┌─ Records

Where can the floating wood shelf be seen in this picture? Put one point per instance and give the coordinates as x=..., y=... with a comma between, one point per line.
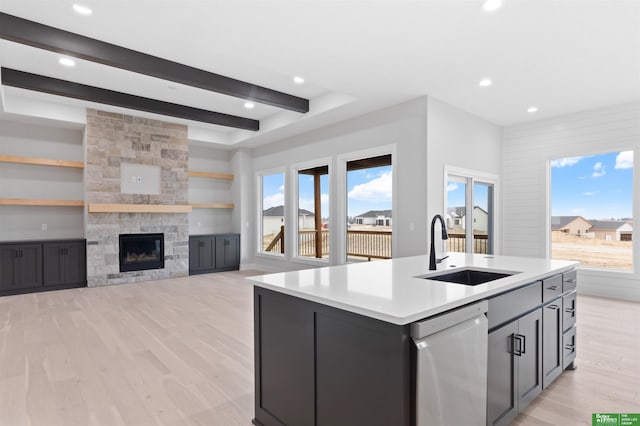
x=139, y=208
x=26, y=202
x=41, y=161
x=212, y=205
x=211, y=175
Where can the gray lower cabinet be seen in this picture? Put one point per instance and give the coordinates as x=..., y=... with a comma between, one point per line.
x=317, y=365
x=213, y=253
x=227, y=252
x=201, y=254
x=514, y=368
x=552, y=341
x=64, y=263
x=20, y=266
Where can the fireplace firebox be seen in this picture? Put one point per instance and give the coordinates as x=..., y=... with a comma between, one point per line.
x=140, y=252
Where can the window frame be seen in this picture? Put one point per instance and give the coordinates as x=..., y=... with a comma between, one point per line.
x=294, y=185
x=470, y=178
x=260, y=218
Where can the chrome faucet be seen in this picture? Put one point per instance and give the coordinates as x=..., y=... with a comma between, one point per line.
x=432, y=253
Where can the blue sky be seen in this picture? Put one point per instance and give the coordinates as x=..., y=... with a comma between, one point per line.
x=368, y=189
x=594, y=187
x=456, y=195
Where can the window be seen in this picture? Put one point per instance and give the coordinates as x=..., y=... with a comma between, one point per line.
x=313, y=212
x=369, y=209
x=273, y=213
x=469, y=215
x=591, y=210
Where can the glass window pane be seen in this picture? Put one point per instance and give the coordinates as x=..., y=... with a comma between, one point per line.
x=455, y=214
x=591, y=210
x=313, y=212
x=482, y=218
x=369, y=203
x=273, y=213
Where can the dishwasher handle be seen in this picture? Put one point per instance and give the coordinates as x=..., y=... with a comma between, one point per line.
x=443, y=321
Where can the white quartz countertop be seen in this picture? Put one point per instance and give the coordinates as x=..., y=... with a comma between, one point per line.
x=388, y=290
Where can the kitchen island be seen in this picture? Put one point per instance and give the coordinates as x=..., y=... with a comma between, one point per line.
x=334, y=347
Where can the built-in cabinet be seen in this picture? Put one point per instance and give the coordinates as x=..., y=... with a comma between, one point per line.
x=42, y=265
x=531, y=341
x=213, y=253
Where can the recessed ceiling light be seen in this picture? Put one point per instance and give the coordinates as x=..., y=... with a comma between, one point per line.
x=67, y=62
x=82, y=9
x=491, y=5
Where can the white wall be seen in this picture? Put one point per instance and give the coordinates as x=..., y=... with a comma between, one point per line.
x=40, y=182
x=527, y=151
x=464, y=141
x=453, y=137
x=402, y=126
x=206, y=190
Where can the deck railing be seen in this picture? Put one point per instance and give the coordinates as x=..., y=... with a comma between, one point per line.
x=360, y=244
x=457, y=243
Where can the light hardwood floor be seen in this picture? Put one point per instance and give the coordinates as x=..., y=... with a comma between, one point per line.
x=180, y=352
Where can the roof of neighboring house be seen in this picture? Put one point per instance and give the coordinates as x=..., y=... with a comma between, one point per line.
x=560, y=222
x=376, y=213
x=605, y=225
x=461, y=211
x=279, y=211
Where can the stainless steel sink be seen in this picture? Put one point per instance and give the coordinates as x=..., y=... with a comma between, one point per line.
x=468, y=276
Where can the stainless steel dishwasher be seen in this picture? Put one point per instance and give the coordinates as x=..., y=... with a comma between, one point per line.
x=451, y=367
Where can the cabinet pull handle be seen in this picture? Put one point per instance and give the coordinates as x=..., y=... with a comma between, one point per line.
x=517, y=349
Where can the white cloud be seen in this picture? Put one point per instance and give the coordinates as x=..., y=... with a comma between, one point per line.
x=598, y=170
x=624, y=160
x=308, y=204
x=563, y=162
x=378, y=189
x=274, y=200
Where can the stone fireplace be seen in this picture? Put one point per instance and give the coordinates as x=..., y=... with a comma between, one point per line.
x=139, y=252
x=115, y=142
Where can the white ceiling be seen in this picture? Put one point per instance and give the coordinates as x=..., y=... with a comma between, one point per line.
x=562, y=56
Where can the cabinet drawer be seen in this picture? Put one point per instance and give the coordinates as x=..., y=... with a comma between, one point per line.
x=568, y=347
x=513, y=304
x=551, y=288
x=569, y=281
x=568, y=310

└─

Your instructions ▸
Reproduce each line of the records exactly and exclude any images.

Task result ▸
Where can the floating wood shelf be seen in this picture? Put one point per instance and give the coordinates as x=..., y=... with a comma between, one point per line.
x=139, y=208
x=26, y=202
x=41, y=161
x=212, y=205
x=211, y=175
Where can the gray lower cabinet be seen in this picture? Put one point per instance and give the coordinates as x=..., y=... with a comma between, one point per line.
x=317, y=365
x=213, y=253
x=227, y=252
x=201, y=254
x=514, y=368
x=552, y=341
x=64, y=263
x=20, y=266
Where can the fireplace firebox be seen in this picture? Put one point per instance and give the coordinates as x=..., y=... with a comma between, one point per line.
x=140, y=252
Where can the window frame be seen in this picture? Put one point per instance and give the coordinates as x=..., y=... with a comma between, one point per line.
x=294, y=185
x=470, y=178
x=260, y=218
Where can the chrome faucet be seen in this picture? Put one point per instance and give the coordinates as x=..., y=... with a comma between, one point per line.
x=432, y=253
Where can the blue sky be seen in this picture? Put one point per instance and give the coordinates as x=..., y=... with a comma between, one point per line.
x=368, y=189
x=594, y=187
x=456, y=195
Where can the window be seen in this picture? Put one point per instance and give the coordinates as x=..., y=... with a comma between, one point per line.
x=313, y=212
x=369, y=209
x=273, y=213
x=469, y=215
x=591, y=210
Where can the glass window pane be seen in this picture? Put one point per instance and give the coordinates as x=..., y=... with a comma between, one point per line.
x=455, y=214
x=591, y=210
x=313, y=212
x=482, y=218
x=369, y=203
x=273, y=213
Where can the dishwasher handle be seen in this picture? Put one point per instance and give the coordinates as x=..., y=... with a comma between, one point per line.
x=443, y=321
Where can the white quartz countertop be seen in this picture? Put one point per instance and give the coordinates as x=..., y=... with a comma between, one point per line.
x=388, y=290
Where can the kitchen island be seen in this picture? Put one point per instance and give the coordinates as x=..., y=... with a comma between, one point per line.
x=334, y=347
Where can the built-in cabinet be seen in this picture? Put one point per instance and give the coordinates as x=..., y=... with a comma between, one point per line.
x=42, y=265
x=531, y=341
x=213, y=253
Where can the recessed ceiling light be seen in this picture? Put one point per instance and give the coordinates as x=..., y=... with a comma between, one point per line.
x=67, y=62
x=82, y=9
x=491, y=5
Where can the white wall be seen in this picture? Put one point per instance and give the coordinates as x=..., y=... with a comma between, one point per line.
x=40, y=182
x=527, y=151
x=464, y=141
x=453, y=137
x=402, y=126
x=206, y=190
Where can the deck railing be seen in this picture? Put one point per instance and give the coordinates as x=..., y=... with a comma between, one point per line.
x=360, y=244
x=457, y=243
Where can the light hardwood floor be seen in this picture? Put one point per instance and give the coordinates as x=..., y=... with a comma between, one point per line.
x=180, y=352
Where can the roof of neighboring house be seen in this picture? Put one point per instance and give the coordinates as x=..., y=... with a comma between, one point per line.
x=560, y=222
x=376, y=213
x=605, y=225
x=461, y=211
x=279, y=211
Where can the stainless steel sink be seen in this picture? Put one point per instance and give the coordinates as x=..., y=... with a comma between, one point per line.
x=468, y=276
Where can the stainless steel dishwasher be seen in this picture? Put one point per instance and give the coordinates as x=..., y=... with a comma between, one point per line.
x=451, y=367
Where can the cabinet pull handle be seen in this picture? Put one point per instance and give the coordinates as x=..., y=... with a comma between, one point per line.
x=517, y=349
Where can the white cloud be seen in this picture? Put one point per instance and give the coordinates as x=..., y=... with a comma between, one point per line.
x=598, y=170
x=624, y=160
x=308, y=204
x=563, y=162
x=378, y=189
x=274, y=200
Where can the stone fireplace be seen in this picture? Put one point per instance and give the coordinates as x=..., y=... with a comma between, one point per line.
x=139, y=252
x=115, y=142
Where can the white ceiling be seen in this picture? Put one point per instance and give the coordinates as x=..., y=... with a comma between, one point per line.
x=562, y=56
Where can the cabinet drawer be seen in this picture? Put one point per instance and give the coordinates as x=..., y=... with a comma between, one point per line.
x=568, y=347
x=513, y=304
x=551, y=288
x=569, y=281
x=568, y=310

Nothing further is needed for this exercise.